-- start of GIVEN DATA --
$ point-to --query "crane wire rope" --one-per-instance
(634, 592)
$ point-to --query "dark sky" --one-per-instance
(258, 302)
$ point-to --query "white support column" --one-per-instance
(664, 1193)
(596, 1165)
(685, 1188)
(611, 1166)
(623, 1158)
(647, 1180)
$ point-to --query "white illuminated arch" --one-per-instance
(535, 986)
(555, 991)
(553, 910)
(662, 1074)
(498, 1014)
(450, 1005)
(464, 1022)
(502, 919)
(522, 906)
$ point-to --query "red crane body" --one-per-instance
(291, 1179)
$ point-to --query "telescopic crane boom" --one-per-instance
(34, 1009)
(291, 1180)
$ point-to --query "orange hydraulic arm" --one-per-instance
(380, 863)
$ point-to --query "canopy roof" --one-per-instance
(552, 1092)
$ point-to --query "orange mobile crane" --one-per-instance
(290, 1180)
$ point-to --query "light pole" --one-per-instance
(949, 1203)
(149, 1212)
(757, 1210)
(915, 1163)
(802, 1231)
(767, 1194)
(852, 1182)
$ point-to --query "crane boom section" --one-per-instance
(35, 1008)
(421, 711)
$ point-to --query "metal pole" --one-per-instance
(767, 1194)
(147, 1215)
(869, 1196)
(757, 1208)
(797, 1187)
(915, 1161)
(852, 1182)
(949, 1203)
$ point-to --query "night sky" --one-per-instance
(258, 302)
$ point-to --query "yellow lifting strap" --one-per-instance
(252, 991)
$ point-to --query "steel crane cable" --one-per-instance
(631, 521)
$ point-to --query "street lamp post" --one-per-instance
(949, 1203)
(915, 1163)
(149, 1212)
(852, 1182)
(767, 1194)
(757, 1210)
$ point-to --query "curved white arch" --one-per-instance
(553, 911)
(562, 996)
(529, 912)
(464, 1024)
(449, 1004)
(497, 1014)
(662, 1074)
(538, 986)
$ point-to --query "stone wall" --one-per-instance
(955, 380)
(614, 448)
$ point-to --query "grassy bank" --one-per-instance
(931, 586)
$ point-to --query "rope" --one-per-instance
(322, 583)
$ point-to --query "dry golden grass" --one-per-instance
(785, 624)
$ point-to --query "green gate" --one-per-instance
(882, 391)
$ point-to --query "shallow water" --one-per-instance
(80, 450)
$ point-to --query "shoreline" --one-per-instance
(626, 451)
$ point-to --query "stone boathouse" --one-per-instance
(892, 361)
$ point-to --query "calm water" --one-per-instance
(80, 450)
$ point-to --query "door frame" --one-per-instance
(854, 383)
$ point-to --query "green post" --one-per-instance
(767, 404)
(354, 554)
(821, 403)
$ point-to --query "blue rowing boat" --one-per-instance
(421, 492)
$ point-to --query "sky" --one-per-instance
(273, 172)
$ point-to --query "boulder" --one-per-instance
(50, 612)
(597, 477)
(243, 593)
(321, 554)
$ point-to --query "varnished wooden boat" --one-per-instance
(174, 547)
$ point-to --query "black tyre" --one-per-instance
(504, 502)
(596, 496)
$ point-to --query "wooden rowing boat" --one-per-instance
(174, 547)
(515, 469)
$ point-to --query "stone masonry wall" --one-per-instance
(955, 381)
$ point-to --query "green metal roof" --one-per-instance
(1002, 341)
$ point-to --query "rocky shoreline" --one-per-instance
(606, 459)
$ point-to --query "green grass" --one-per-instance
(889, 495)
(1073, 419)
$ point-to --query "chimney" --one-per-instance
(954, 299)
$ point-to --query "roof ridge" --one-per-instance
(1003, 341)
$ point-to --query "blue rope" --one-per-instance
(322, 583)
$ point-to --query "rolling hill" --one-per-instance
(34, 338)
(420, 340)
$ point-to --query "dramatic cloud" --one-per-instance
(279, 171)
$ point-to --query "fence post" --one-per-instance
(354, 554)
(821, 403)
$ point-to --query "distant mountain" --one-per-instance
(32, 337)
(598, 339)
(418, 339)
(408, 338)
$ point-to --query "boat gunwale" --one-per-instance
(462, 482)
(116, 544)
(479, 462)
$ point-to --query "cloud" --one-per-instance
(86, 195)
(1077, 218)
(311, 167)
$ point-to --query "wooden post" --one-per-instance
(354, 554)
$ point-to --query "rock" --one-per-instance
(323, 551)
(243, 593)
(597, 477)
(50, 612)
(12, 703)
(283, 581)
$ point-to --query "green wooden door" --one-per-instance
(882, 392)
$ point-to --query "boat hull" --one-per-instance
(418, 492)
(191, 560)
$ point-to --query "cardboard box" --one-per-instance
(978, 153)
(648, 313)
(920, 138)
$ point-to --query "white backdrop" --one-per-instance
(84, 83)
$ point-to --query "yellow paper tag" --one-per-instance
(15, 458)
-- end of GIVEN DATA --
THE REQUEST => Please copy out every one of the items above, word for word and in the same order.

EXERCISE SOLUTION =>
$ point-to --query "crane wire rope" --one-per-instance
(634, 592)
$ point-to --query "dark sky" --one-per-instance
(258, 302)
$ point-to --query "white support column" --one-per-instance
(664, 1193)
(596, 1165)
(685, 1188)
(611, 1166)
(623, 1158)
(647, 1180)
$ point-to --query "white illuminated arch" --one-per-instance
(535, 986)
(555, 991)
(553, 910)
(662, 1074)
(498, 1014)
(450, 1005)
(464, 1022)
(502, 919)
(522, 906)
$ point-to --query "red crane body" --one-per-instance
(291, 1179)
$ point-to --query "telescopic crane boom" --one-per-instance
(34, 1009)
(291, 1180)
$ point-to --query "orange hydraulic arm" --one-per-instance
(380, 863)
$ point-to --query "canopy roof" --one-per-instance
(552, 1092)
$ point-to --query "orange mobile crane" --one-per-instance
(290, 1180)
$ point-to --query "light pole" --one-per-instance
(949, 1203)
(149, 1212)
(757, 1210)
(915, 1163)
(802, 1231)
(767, 1194)
(852, 1182)
$ point-to --query "crane boom section" --one-per-instance
(35, 1008)
(421, 711)
$ point-to --query "metal pole" --one-per-instance
(767, 1194)
(147, 1215)
(869, 1196)
(757, 1208)
(797, 1187)
(915, 1161)
(852, 1182)
(949, 1203)
$ point-to --query "night sky" --one-per-instance
(258, 302)
$ point-to --query "yellow lifting strap" --one-per-instance
(252, 991)
$ point-to --query "steel crane cable" --one-per-instance
(631, 521)
$ point-to --query "street lamp post" --one-per-instance
(949, 1203)
(915, 1163)
(149, 1212)
(852, 1182)
(767, 1194)
(757, 1210)
$ point-to --query "curved white arch" --one-per-instance
(553, 911)
(562, 996)
(529, 912)
(464, 1024)
(449, 1004)
(497, 1014)
(662, 1074)
(538, 986)
$ point-to --query "stone wall" --one-per-instance
(955, 380)
(614, 448)
$ point-to --query "grassy bank" --one-per-instance
(931, 586)
$ point-to --query "rope" --one-per-instance
(322, 583)
$ point-to --query "dry golden grass" --one-per-instance
(785, 624)
$ point-to --query "green gate" --one-per-instance
(882, 391)
$ point-to --query "shallow water" --one-per-instance
(80, 450)
$ point-to --query "shoreline" --one-per-instance
(626, 451)
$ point-to --query "stone boathouse" --one-per-instance
(892, 361)
$ point-to --query "calm water" --one-per-instance
(80, 450)
$ point-to --query "door frame" --one-per-instance
(854, 383)
$ point-to --query "green post" --one-per-instance
(767, 404)
(354, 554)
(821, 403)
$ point-to --query "blue rowing boat" --one-per-instance
(421, 492)
$ point-to --query "sky" --one-per-instance
(273, 172)
$ point-to --query "boulder" --one-per-instance
(50, 612)
(597, 477)
(243, 593)
(321, 554)
$ point-to --query "varnished wooden boat" --one-per-instance
(174, 547)
$ point-to --query "black tyre" --one-per-instance
(504, 502)
(596, 496)
$ point-to --query "wooden rowing boat" --one-per-instance
(174, 547)
(515, 469)
$ point-to --query "stone masonry wall" --one-per-instance
(955, 381)
$ point-to --query "green metal roof" --one-per-instance
(1002, 341)
$ point-to --query "rocky shoreline" --one-per-instance
(606, 459)
$ point-to --query "green grass" --one-per-instance
(889, 495)
(1073, 419)
$ point-to --query "chimney" --one-per-instance
(954, 299)
$ point-to --query "roof ridge" --one-per-instance
(1003, 341)
$ point-to --query "blue rope" --one-per-instance
(322, 583)
$ point-to --query "rolling hill" --one-per-instance
(34, 338)
(420, 340)
$ point-to --query "dramatic cloud" --one-per-instance
(279, 171)
$ point-to --query "fence post" --one-per-instance
(354, 554)
(821, 403)
$ point-to --query "distant mountain" --one-per-instance
(32, 337)
(598, 339)
(418, 339)
(408, 338)
$ point-to --query "boat gunwale" --one-per-instance
(462, 482)
(116, 544)
(479, 462)
$ point-to --query "cloud" --one-per-instance
(86, 195)
(1077, 218)
(311, 167)
$ point-to --query "wooden post" --one-per-instance
(354, 554)
$ point-to --query "rock" --one-per-instance
(323, 551)
(243, 593)
(597, 477)
(50, 612)
(12, 703)
(283, 581)
$ point-to --query "green wooden door" --one-per-instance
(882, 392)
$ point-to --query "boat hull" --one-per-instance
(418, 492)
(191, 560)
$ point-to --query "cardboard box" --one-per-instance
(978, 153)
(648, 313)
(920, 138)
$ point-to --query "white backdrop" --one-per-instance
(84, 83)
$ point-to --query "yellow paper tag" --one-per-instance
(15, 458)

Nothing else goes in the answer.